Excerpt provided -
CY VEDDER: Back in the day, it was just one page for all and we listed all the providers. And as it evolved and we split it out into separate pages, it is just more opportunity. There is a name brand recognition for a lot of our members. The patients know the provider or they have heard of the provider. And it is an excellent way to capture some more long-tail keywords, if you will.
DANIEL PARSCALE: One of the things that we really focus on when we’re building out the user experience on these sites is we want to make it so that patients can find the help that they need. So we’ve discovered that the best way or the most likely way that they will actually convert into a lead is to get that help. And then we build out our sites so that’s more likely to happen. And in fact, we have this CRO program which is designed specifically to not only test and implement those things but to learn from it, so that we can continue to evolve our templates down the line.
CY VEDDER: A perfect example is even just on the home page of our Merriweather template. It’s almost like a story that you’re reading. As the patient scrolls down the page, they see, hopefully, a nice custom photo of the staff audiologists and all the team, and some sort of call-to-action or “welcome to our website.” There’s the welcome paragraph that explains who the practice is, what their specialties are. This is a little value proposition right there.
And as it scrolls down, you see the hearing aids that they provide, that entices the patient. They see all the different styles that they provide. There’s testimonials, the patient can see what previous patients have said. And at the bottom of the page there is that call-to-action banner. The goal is that the patient sees all these things about the practice, and it entices them and it makes them realize that this is the provider, this is the practice they want to go to. And that ends with the conversion.
[MUSIC PLAYING]DANIEL PARSCALE: All right, Cy, we are at the point in the show where we’re going to summarize everything that we’ve learned today, which is quite a bit. Could you give us your top three takeaways from our episode on what we’ve learned in building websites?

Things to do -
1. Return the stretch of the practice-website transcript from "And as it scrolls" through "in building websites?".
2. Write the next part of the practice-website transcript, picking up after its last line.
The rows come from a source other than the practice-website transcript.

Records -
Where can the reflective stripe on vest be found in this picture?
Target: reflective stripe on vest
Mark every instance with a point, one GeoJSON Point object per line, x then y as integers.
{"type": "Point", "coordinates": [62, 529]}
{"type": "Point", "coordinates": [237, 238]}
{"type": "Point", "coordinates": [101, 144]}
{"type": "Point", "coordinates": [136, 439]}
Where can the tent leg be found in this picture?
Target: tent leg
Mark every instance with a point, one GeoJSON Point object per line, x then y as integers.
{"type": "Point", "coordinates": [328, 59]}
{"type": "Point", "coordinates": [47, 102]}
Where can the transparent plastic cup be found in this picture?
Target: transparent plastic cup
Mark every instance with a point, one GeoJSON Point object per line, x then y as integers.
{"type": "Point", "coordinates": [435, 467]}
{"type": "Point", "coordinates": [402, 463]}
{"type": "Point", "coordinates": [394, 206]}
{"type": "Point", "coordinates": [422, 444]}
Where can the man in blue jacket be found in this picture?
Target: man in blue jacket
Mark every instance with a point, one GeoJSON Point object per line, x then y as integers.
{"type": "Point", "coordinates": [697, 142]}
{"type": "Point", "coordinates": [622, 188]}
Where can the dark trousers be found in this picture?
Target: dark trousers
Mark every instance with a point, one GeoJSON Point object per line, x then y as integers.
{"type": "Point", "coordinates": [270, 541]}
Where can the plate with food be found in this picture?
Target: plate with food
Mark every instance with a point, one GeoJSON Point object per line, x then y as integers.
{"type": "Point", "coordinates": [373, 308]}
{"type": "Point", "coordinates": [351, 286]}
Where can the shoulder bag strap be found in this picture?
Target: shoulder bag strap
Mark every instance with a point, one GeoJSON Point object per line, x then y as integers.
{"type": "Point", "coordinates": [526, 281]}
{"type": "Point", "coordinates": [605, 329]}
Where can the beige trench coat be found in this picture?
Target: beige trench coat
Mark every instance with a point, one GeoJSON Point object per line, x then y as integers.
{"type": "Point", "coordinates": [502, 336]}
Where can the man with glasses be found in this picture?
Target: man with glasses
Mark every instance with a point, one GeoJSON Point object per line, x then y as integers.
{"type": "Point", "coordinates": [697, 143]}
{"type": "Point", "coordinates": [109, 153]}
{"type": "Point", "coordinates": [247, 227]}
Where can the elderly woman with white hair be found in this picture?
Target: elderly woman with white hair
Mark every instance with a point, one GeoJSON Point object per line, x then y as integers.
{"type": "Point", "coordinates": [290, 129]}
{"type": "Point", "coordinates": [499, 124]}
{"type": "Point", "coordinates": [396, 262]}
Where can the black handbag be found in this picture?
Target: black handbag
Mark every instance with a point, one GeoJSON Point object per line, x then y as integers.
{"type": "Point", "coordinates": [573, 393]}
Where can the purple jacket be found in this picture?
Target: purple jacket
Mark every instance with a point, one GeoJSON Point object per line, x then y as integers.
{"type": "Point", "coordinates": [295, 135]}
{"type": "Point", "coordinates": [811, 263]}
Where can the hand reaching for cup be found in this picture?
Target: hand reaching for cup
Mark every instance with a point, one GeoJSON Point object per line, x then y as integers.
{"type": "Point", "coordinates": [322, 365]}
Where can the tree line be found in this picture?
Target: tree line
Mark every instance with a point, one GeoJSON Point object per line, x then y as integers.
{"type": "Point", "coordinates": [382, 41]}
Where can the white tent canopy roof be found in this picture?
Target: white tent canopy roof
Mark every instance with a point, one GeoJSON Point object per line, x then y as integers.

Responses in order -
1.
And as it scrolls down, you see the hearing aids that they provide, that entices the patient. They see all the different styles that they provide. There’s testimonials, the patient can see what previous patients have said. And at the bottom of the page there is that call-to-action banner. The goal is that the patient sees all these things about the practice, and it entices them and it makes them realize that this is the provider, this is the practice they want to go to. And that ends with the conversion.
[MUSIC PLAYING]DANIEL PARSCALE: All right, Cy, we are at the point in the show where we’re going to summarize everything that we’ve learned today, which is quite a bit. Could you give us your top three takeaways from our episode on what we’ve learned in building websites?

2.
CY VEDDER: Yeah, we have top three takeaways. Number one, scalability versus flexibility, and the idea of templates– it’s necessary and it’s not a bad thing, and I think that’s important to note. At the end of the day it gives us more time to be able to focus on our members.
Number two, site structure and populating the template, and all of our content. We’ve learned a lot and we have refined how we implement these things. And it’s a constant evolution, it’s never changing, we’re never done. We’re always looking to optimize further and make it better. And that’s most relevant in our content. It’s leagues above what it was five to eight years ago.
Number three– probably the biggest takeaway– templates aren’t bad. People are hesitant to go with the template, they think it’s not going to be unique. But there is a lot of flexibility in place, and a lot of customization is available to our members with our template.
DANIEL PARSCALE: If someone listening is interested in getting one of our sites or learning more about it, how can they contact us to find out more?
CY VEDDER: If any audiologists or ENT practitioners are interested in our web services, they are currently only offered to members. So the best place to start would be reaching out to Membership Development, and their email is membershipdevelopment@audigy.com. In
DANIEL PARSCALE: Very good. Thank you again, Cy, for being a guest on the show. I hope to have you back on again some day soon.
CY VEDDER: Thank you. It was a pleasure.